---------- EXTRACTED MATERIAL

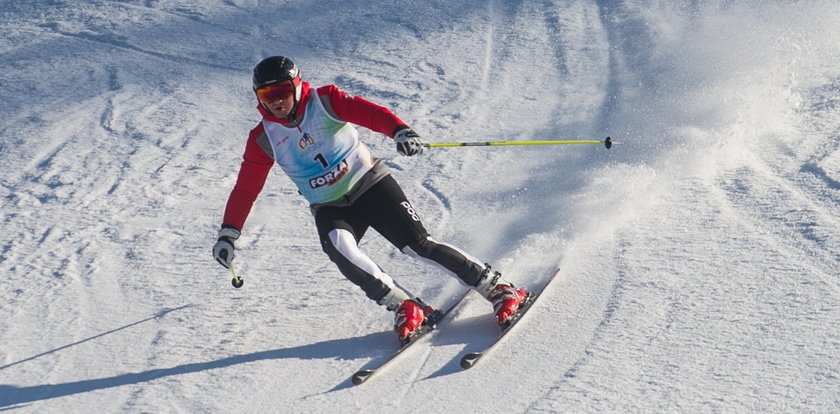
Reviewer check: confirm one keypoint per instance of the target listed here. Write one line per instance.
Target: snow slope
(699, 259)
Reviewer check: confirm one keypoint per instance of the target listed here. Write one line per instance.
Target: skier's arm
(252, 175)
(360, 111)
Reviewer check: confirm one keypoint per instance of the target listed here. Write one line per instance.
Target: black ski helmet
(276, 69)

--------------------
---------- EXTRACTED MATERIAL

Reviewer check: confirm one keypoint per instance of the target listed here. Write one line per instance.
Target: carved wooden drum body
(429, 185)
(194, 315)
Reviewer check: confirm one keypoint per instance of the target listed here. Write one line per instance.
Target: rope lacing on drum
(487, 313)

--------------------

• _THE PROBLEM_
Pull out each line of the items above that contains the word "drum". Copy those lines in full.

• _SOLUTION_
Target: carved wooden drum body
Target: rope lacing on drum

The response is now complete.